▶ [EXERCISE PROMPT]
The answer must be a single number: how many lines below contain "leaf".

++++

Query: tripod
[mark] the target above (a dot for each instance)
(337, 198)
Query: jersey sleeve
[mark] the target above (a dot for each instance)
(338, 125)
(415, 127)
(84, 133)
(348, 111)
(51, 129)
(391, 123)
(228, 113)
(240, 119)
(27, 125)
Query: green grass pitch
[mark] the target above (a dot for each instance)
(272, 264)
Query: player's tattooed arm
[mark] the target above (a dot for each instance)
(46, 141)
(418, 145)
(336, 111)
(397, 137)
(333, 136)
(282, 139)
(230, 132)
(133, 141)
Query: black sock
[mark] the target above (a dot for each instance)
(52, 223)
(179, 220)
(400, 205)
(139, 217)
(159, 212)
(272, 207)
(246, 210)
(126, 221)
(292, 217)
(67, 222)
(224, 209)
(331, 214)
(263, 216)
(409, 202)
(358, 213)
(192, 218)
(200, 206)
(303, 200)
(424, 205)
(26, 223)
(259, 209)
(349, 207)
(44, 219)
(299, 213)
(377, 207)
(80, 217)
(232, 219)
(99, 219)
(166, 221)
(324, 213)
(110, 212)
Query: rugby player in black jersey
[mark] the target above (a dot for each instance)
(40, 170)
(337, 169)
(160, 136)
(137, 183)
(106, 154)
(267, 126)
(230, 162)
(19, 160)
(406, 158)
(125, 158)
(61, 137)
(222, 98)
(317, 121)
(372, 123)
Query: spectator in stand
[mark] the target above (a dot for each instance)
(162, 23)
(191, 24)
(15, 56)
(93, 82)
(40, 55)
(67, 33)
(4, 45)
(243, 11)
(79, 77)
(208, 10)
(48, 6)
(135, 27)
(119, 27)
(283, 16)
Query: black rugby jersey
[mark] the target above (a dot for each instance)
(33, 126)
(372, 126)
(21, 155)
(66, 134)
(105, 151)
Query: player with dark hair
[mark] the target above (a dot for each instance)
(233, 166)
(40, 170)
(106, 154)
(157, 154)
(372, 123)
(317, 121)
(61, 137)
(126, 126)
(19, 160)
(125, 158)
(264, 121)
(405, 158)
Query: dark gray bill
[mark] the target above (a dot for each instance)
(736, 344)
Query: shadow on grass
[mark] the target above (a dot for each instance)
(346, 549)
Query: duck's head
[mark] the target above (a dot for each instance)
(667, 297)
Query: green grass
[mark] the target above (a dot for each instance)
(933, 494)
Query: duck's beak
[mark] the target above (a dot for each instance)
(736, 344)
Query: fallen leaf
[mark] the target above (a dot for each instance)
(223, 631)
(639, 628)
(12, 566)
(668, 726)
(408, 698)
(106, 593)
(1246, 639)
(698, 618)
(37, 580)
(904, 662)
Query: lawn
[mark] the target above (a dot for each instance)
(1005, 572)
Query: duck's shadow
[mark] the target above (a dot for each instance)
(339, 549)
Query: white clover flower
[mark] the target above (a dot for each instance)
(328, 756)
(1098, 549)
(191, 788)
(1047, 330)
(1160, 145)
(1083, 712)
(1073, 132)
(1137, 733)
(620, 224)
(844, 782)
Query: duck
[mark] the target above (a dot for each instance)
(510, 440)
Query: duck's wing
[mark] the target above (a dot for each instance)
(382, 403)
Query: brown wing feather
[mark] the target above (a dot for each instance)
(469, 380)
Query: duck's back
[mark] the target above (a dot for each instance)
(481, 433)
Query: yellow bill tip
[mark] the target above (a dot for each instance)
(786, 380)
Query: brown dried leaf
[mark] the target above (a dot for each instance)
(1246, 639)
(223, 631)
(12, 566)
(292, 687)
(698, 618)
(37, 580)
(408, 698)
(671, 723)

++++

▶ [RESULT BELOW]
2